▶ [TEXT PASSAGE]
★ ★ ★ ★ ★ ★ ★
75.png

75.

Liu Jing (b. 1983)
Master Series No. 2: Lu Xun
2017
Woodblock and digital lithographic print
90 x 60 cm

Liu Jing’s images of cultural masters are misty, mysterious and haunting. He insists that he is a printmaker, not an artist. Liu revels in his choice of techniques, uninterested in labels like ‘traditional’ and ‘contemporary.’ He says, “Instead of trying to be a pioneer in the art world, I am more willing to get a block, take a knife, and easily sift a pile of sawdust. Or grind the stone, adjust some of the ink, and casually create some texture.” 

 

Muban Educational Trust registration number liujv001

76.

Gu Qun (b. 1928)
Celebrating the Founding of the People’s Republic of China
Undated
Woodblock print
19 x 28 cm

There were comparatively few female artists in the communist-controlled ‘liberated areas’ in the 1940s. In printmaking, Gu Qun specialised in nianhua (New Year pictures).   Folk-art styles were particularly effective for propaganda in revolutionary and wartime China.  This highly detailed woodblock print celebrates the founding of the PRC on 1 October 1949, illustrating the masses’ genuinely enthusiastic welcome to the new leadership and to the end of the Civil War (1946-49). Gu Qun also worked in stained glass and ceramics. 

Muban Educational Trust registration number guvqv001

76.png
77.png

77.

Zhu Minggang (1915-2013)
★ ★ ★ ★ ★ ★ ★
Coordinate annotation entries
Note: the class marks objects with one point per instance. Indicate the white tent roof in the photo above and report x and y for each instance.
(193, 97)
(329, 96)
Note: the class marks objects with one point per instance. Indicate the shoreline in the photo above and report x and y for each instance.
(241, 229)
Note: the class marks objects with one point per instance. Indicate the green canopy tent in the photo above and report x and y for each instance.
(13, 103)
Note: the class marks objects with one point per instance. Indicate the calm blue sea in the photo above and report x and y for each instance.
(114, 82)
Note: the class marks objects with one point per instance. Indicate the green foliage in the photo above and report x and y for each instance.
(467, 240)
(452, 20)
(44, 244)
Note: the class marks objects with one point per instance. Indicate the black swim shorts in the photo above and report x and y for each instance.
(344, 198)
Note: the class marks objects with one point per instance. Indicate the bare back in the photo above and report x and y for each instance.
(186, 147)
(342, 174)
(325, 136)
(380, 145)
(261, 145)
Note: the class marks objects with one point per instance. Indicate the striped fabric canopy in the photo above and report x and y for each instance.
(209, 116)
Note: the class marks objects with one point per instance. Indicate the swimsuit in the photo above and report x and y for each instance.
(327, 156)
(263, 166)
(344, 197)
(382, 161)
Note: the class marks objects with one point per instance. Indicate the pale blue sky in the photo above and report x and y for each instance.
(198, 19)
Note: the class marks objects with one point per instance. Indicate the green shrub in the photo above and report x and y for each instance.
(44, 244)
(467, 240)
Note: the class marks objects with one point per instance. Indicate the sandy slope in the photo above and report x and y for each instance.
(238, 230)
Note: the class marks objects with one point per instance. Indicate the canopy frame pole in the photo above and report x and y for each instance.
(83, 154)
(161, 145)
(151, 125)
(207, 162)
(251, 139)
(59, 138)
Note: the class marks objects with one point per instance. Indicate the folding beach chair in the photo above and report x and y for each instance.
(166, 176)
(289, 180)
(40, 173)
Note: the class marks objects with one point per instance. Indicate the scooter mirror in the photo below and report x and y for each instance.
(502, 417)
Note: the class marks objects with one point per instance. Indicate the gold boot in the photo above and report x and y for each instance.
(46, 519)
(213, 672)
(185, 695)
★ ★ ★ ★ ★ ★ ★
▶ [YOUR INSTRUCTIONS] Update the print catalog text, starting at the words "Celebrating the Founding" and stopping after "glass and ceramics.", with "ceramics" changed to "pottery". These entries were taken from a different source than the text.

▶ [RESPONSE FOR THIS EXERCISE]
Celebrating the Founding of the People’s Republic of China
Undated
Woodblock print
19 x 28 cm

There were comparatively few female artists in the communist-controlled ‘liberated areas’ in the 1940s. In printmaking, Gu Qun specialised in nianhua (New Year pictures).   Folk-art styles were particularly effective for propaganda in revolutionary and wartime China.  This highly detailed woodblock print celebrates the founding of the PRC on 1 October 1949, illustrating the masses’ genuinely enthusiastic welcome to the new leadership and to the end of the Civil War (1946-49). Gu Qun also worked in stained glass and pottery.